Given problem: Copy each of the rows below line for line, with no change to any character.

Data supplied:
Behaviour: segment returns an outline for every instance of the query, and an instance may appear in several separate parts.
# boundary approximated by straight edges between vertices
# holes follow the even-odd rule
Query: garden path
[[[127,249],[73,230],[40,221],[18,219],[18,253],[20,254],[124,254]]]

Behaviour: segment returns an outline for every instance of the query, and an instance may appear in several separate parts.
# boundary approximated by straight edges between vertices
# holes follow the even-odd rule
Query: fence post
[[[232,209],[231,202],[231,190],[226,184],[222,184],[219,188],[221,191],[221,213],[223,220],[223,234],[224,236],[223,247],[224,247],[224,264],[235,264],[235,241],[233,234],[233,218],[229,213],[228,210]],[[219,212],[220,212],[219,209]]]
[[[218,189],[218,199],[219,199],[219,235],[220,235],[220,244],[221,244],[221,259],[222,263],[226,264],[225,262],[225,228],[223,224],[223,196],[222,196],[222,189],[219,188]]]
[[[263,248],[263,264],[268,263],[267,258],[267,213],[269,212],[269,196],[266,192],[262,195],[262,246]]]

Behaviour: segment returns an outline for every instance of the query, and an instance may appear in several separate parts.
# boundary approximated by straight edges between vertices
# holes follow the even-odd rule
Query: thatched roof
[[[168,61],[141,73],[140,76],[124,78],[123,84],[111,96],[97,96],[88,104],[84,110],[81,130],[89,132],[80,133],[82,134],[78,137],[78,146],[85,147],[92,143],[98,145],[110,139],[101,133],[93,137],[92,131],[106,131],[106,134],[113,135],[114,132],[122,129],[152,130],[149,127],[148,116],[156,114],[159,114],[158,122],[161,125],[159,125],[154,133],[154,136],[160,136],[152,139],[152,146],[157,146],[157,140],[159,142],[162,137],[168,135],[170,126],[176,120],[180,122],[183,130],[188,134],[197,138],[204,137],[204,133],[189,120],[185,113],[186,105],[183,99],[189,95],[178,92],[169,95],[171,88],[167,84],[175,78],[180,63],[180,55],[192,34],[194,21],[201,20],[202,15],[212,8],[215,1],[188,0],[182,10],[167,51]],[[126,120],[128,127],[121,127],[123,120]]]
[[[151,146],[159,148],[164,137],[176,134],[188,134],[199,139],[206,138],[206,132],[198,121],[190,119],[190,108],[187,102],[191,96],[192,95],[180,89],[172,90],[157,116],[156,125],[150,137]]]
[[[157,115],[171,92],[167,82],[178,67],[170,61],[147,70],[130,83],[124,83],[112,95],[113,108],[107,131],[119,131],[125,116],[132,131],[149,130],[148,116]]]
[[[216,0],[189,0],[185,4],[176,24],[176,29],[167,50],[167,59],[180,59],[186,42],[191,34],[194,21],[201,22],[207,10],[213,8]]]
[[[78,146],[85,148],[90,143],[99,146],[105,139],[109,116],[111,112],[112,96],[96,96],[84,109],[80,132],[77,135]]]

Problem solution:
Behaviour: segment returns an outline for every instance of the query, and an instance may appear in several separate parts.
# boundary approximated by straight edges between vertices
# holes follow the even-odd rule
Query: garden path
[[[127,249],[73,230],[40,221],[18,219],[18,253],[20,254],[124,254]]]

Behaviour: segment returns an outline for every instance of the query, and an instance may appear in several separate parts.
# boundary approximated by straight edges between vertices
# holes follow the even-odd rule
Query: fence post
[[[232,209],[231,202],[231,190],[226,184],[222,184],[219,188],[221,191],[221,213],[223,220],[223,234],[224,236],[223,247],[224,247],[224,264],[235,264],[235,241],[233,234],[233,218],[229,213],[228,210]],[[219,212],[220,212],[219,209]]]
[[[218,189],[218,199],[219,199],[219,235],[220,235],[220,244],[221,244],[221,259],[222,263],[226,264],[225,262],[225,228],[223,224],[223,196],[222,196],[222,189],[219,188]]]
[[[263,248],[263,264],[268,263],[267,258],[267,213],[269,212],[269,196],[266,192],[262,195],[262,246]]]

Behaviour: segment returns an outline for every instance of the query, and an instance may appear in several separate parts.
# boundary approximated by straight edges between vertices
# holes follow the even-odd rule
Query: thatched roof
[[[168,61],[141,73],[140,76],[124,78],[123,84],[111,96],[97,96],[88,104],[84,110],[81,130],[89,132],[80,133],[82,134],[78,137],[78,146],[85,147],[92,143],[98,145],[110,139],[101,133],[93,137],[92,131],[106,131],[106,134],[113,135],[114,132],[122,129],[152,130],[149,127],[148,116],[156,114],[159,114],[158,122],[161,125],[159,125],[154,133],[154,136],[160,136],[152,139],[152,146],[157,146],[157,140],[159,142],[162,137],[168,135],[170,126],[176,120],[180,122],[183,130],[188,134],[197,138],[204,137],[204,133],[189,120],[185,113],[186,105],[183,99],[189,95],[178,92],[169,95],[171,88],[167,84],[175,78],[180,63],[180,55],[192,34],[194,21],[201,20],[202,15],[212,8],[215,1],[188,0],[182,10],[167,51]],[[126,120],[128,127],[121,127],[123,120]]]
[[[151,146],[159,148],[164,137],[176,134],[188,134],[199,139],[206,138],[206,132],[198,121],[190,119],[190,108],[187,102],[191,96],[192,95],[180,89],[172,90],[157,116],[156,125],[150,137]]]
[[[157,115],[171,92],[167,82],[178,67],[170,61],[147,70],[130,83],[124,83],[112,95],[113,108],[107,131],[119,131],[125,116],[132,131],[149,130],[148,116]]]
[[[216,0],[189,0],[185,4],[176,24],[176,29],[167,50],[167,59],[180,59],[186,42],[191,34],[194,21],[201,22],[207,10],[213,8]]]
[[[78,146],[85,148],[90,143],[99,146],[105,139],[109,116],[111,112],[112,96],[96,96],[84,109],[80,132],[77,135]]]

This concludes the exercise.